Saved entries
>>>
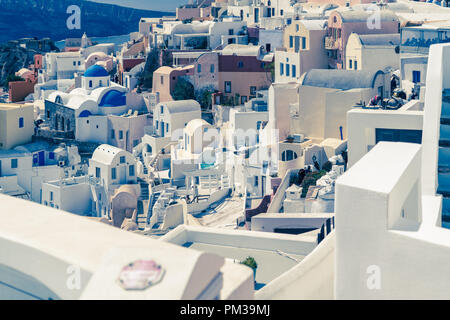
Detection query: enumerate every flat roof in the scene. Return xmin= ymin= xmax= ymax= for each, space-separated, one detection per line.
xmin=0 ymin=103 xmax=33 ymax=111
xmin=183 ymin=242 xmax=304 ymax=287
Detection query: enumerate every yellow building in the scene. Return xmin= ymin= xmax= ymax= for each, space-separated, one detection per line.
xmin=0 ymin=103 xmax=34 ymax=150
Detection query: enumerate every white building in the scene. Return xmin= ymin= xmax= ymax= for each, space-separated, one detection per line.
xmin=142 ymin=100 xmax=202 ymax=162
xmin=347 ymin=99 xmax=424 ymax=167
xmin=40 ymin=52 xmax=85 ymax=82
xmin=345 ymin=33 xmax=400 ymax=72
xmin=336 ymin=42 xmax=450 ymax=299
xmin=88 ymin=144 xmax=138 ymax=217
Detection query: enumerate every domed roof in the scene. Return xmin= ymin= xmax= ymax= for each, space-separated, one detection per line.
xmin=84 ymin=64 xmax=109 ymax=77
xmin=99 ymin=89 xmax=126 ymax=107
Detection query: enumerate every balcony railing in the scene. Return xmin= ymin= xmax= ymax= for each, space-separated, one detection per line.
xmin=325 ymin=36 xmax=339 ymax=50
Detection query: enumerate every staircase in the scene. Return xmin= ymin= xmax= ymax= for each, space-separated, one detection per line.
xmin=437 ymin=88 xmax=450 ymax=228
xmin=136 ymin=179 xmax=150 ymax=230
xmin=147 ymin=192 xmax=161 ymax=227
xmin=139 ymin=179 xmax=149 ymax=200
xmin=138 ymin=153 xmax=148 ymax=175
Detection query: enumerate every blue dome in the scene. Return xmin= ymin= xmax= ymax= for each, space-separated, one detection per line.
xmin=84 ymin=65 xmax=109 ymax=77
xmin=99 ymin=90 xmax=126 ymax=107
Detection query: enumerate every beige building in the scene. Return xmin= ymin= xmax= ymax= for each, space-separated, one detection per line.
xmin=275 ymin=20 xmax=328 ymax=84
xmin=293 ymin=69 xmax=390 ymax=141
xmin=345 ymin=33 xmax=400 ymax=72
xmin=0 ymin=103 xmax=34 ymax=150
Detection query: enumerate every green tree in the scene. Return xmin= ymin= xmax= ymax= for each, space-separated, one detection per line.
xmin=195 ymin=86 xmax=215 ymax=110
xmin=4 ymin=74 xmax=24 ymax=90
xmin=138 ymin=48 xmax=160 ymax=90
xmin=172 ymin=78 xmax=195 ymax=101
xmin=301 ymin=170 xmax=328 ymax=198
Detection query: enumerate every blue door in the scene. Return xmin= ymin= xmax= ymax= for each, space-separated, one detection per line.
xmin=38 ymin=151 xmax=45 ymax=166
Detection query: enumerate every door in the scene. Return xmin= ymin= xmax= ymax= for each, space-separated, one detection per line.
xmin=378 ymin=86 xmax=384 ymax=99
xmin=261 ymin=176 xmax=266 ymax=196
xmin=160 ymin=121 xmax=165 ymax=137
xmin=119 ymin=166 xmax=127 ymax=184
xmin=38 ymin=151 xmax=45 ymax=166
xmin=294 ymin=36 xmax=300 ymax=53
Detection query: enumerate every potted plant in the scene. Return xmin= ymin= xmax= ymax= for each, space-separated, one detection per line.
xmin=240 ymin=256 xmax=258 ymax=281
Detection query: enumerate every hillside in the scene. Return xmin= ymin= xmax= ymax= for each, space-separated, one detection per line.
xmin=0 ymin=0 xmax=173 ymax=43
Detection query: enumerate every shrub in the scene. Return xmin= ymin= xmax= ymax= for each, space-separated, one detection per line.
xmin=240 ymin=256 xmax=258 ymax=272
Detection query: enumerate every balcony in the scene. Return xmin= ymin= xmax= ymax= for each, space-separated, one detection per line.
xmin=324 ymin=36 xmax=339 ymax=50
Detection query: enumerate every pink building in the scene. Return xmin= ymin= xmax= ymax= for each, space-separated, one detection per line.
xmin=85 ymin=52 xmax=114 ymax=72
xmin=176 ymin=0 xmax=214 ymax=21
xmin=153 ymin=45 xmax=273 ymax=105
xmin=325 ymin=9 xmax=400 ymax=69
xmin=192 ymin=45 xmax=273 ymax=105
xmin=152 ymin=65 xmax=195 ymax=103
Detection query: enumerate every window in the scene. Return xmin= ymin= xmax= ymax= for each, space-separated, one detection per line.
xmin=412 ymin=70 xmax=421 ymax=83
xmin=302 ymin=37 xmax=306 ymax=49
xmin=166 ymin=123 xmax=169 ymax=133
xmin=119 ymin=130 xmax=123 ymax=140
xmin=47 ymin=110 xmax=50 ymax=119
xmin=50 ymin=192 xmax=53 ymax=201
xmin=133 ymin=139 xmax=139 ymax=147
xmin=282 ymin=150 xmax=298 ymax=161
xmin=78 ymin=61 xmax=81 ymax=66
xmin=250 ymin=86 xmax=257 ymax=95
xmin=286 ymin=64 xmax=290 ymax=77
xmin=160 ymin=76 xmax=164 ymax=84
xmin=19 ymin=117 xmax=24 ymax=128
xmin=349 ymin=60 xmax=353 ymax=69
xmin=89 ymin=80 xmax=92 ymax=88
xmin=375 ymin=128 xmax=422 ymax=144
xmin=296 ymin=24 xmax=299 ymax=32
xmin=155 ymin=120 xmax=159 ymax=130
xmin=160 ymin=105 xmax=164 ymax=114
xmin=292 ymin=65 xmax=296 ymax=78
<<<
What to work on: The data must be repeated exactly. Any pictures in it are to be left out.

Response area:
Detection query: enumerate every flat roof in the scene. Return xmin= ymin= xmax= ymax= for each, space-separated, one detection per line.
xmin=0 ymin=103 xmax=33 ymax=111
xmin=183 ymin=242 xmax=304 ymax=287
Detection query: enumerate every yellow building in the scene. Return xmin= ymin= xmax= ymax= for each, space-separated, one detection per line.
xmin=0 ymin=103 xmax=34 ymax=150
Detection query: enumerate every white building in the scene. Return xmin= ymin= xmax= ymax= for each, space-separated, one detection per line.
xmin=142 ymin=100 xmax=202 ymax=162
xmin=347 ymin=99 xmax=424 ymax=167
xmin=40 ymin=52 xmax=85 ymax=82
xmin=345 ymin=33 xmax=400 ymax=72
xmin=336 ymin=42 xmax=450 ymax=299
xmin=88 ymin=144 xmax=138 ymax=217
Detection query: enumerate every domed roof in the scene. Return xmin= ymin= xmax= ymax= for each, space-separated, one detection per line.
xmin=84 ymin=64 xmax=109 ymax=77
xmin=99 ymin=89 xmax=126 ymax=107
Detection query: enumerate every balcony railing in the scene. Return xmin= ymin= xmax= ymax= for each, space-separated, one detection per line.
xmin=325 ymin=36 xmax=339 ymax=50
Detection query: enumerate every staircase in the scene. Return xmin= ymin= xmax= ymax= for each, space-separated, one detection per line.
xmin=437 ymin=88 xmax=450 ymax=228
xmin=136 ymin=179 xmax=150 ymax=230
xmin=147 ymin=192 xmax=161 ymax=227
xmin=139 ymin=179 xmax=149 ymax=200
xmin=138 ymin=153 xmax=148 ymax=175
Detection query: enumerate every blue dome in the scene. Return xmin= ymin= xmax= ymax= for each, space-separated, one detection per line.
xmin=84 ymin=65 xmax=109 ymax=77
xmin=99 ymin=90 xmax=126 ymax=107
Detection query: enumerate every beige building in the scene. Return xmin= ymin= xmax= ymax= for each, space-separated, one detection per line.
xmin=275 ymin=20 xmax=328 ymax=84
xmin=293 ymin=69 xmax=390 ymax=141
xmin=345 ymin=33 xmax=400 ymax=72
xmin=0 ymin=103 xmax=34 ymax=150
Detection query: enumerate every green tree in the scene. Return xmin= ymin= xmax= ymax= for each, space-separated, one detection per line.
xmin=195 ymin=86 xmax=215 ymax=110
xmin=4 ymin=74 xmax=24 ymax=90
xmin=138 ymin=48 xmax=160 ymax=90
xmin=172 ymin=78 xmax=195 ymax=101
xmin=301 ymin=170 xmax=328 ymax=198
Detection query: enumerate every blue door in the scene. Return xmin= ymin= xmax= ymax= for each, space-separated, one detection per line.
xmin=38 ymin=151 xmax=45 ymax=166
Detection query: enumerate every door in the scene. Return xmin= ymin= xmax= ymax= for each, space-separated, one detection per line.
xmin=378 ymin=86 xmax=384 ymax=99
xmin=261 ymin=176 xmax=266 ymax=196
xmin=160 ymin=121 xmax=165 ymax=137
xmin=119 ymin=166 xmax=127 ymax=184
xmin=38 ymin=151 xmax=45 ymax=166
xmin=294 ymin=36 xmax=300 ymax=53
Detection query: enumerate every potted plant in the scene. Return xmin= ymin= xmax= ymax= for each, space-separated, one detection per line.
xmin=240 ymin=256 xmax=258 ymax=281
Detection query: enumerate every hillside in the scene. Return xmin= ymin= xmax= ymax= for each, space-separated, one detection per line.
xmin=0 ymin=0 xmax=173 ymax=43
Detection query: enumerate every shrub in the scene. Return xmin= ymin= xmax= ymax= for each, space-separated, one detection per line.
xmin=240 ymin=256 xmax=258 ymax=272
Detection query: enumerate every balcony in the scene. Return xmin= ymin= xmax= ymax= for each, space-separated, one detection per line.
xmin=324 ymin=36 xmax=339 ymax=50
Detection query: enumerate every pink building in the scene. Return xmin= ymin= xmax= ymax= for each, space-separated, one detection per line.
xmin=85 ymin=52 xmax=114 ymax=72
xmin=176 ymin=0 xmax=214 ymax=21
xmin=153 ymin=45 xmax=273 ymax=105
xmin=325 ymin=9 xmax=400 ymax=69
xmin=192 ymin=45 xmax=273 ymax=105
xmin=152 ymin=65 xmax=195 ymax=103
Detection query: enumerate every window in the scene. Return xmin= ymin= xmax= ymax= for each, space-separated, one detection per line.
xmin=412 ymin=70 xmax=421 ymax=83
xmin=302 ymin=37 xmax=306 ymax=49
xmin=166 ymin=123 xmax=169 ymax=133
xmin=119 ymin=130 xmax=123 ymax=140
xmin=47 ymin=110 xmax=50 ymax=119
xmin=50 ymin=192 xmax=53 ymax=201
xmin=133 ymin=139 xmax=139 ymax=147
xmin=282 ymin=150 xmax=298 ymax=161
xmin=78 ymin=61 xmax=81 ymax=66
xmin=250 ymin=86 xmax=257 ymax=95
xmin=286 ymin=64 xmax=290 ymax=77
xmin=160 ymin=76 xmax=164 ymax=84
xmin=19 ymin=117 xmax=24 ymax=128
xmin=349 ymin=60 xmax=353 ymax=69
xmin=89 ymin=80 xmax=92 ymax=88
xmin=375 ymin=128 xmax=422 ymax=144
xmin=296 ymin=24 xmax=299 ymax=32
xmin=155 ymin=120 xmax=159 ymax=130
xmin=160 ymin=105 xmax=164 ymax=114
xmin=292 ymin=65 xmax=296 ymax=78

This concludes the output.